◆ WHAT YOU WILL DO
**A)** Answer these about the thread on Fibonacci last digits:
(i) After how many numbers do the last digits repeat?
(ii) What number does the Python one-liner output?
(iii) How many pairs of last digits of $F_{n-1}, F_{n-2}$ does the more mathematical approach say there are?
**B)** Reproduce the thread on Fibonacci last digits word for word, everything from "Examining the last" down to "their last digit.".

───── EXTRACT PROVIDED

Pizza-No!

Examining the last digits of the numbers in the Fibonacci Sequence, we can see very clearly that they are periodic with period 60 (the last digits repeat themselves every 60 numbers). Hence, we can immediately conclude that, since $2324 = (38 \times 60) + 44$ , there are $(38 \times 8) + 5 = \boxed {309}$ Fibonacci numbers (of the first $2324$ ) which have $3$ as their last digit.

In fact, we can easily establish a general formula: every $60$ consecutive Fibonacci numbers will have $8$ numbers ending in a certain digit $x | x \cong 1 (mod 2)$ and $4$ numbers ending in a digit $y | y \cong 0 (mod 2)$ , where $0 \leq x,y \leq 9$ .

Python one-liner that is pretty much unreadable:

>>> [reduce(lambda x, _: (x[1] % 10, (x[0]+x[1]) % 10), range(i), (1,1))[0] for i in range(2324)].count(3)
309

A more mathematical approach :

Observe that the last digits of the Fibonacci sequence repeats. This is easy to notice: There are only $100$ (read: a finite number) pairs of last digits of $F_{n-1}, F_{n-2}$ , and the sequence of the last digits is uniquely determined from each pair. So once the pair repeats, we have found the cycle.

──────────
───── INFORMATION SUPPLIED

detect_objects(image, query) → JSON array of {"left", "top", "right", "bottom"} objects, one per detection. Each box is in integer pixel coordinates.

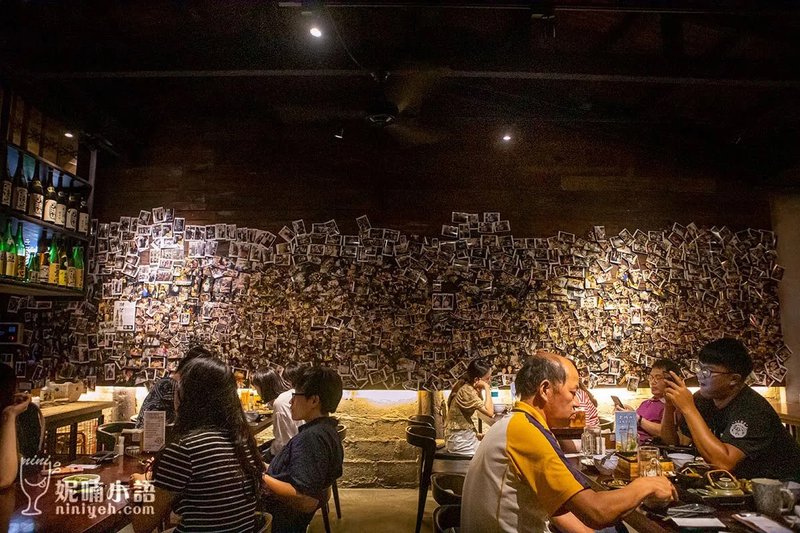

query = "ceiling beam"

──────────

◆ EXERCISE RESPONSES
**A)**
(i) 60
(ii) 309
(iii) 100

**B)**
Examining the last digits of the numbers in the Fibonacci Sequence, we can see very clearly that they are periodic with period 60 (the last digits repeat themselves every 60 numbers). Hence, we can immediately conclude that, since $2324 = (38 \times 60) + 44$ , there are $(38 \times 8) + 5 = \boxed {309}$ Fibonacci numbers (of the first $2324$ ) which have $3$ as their last digit.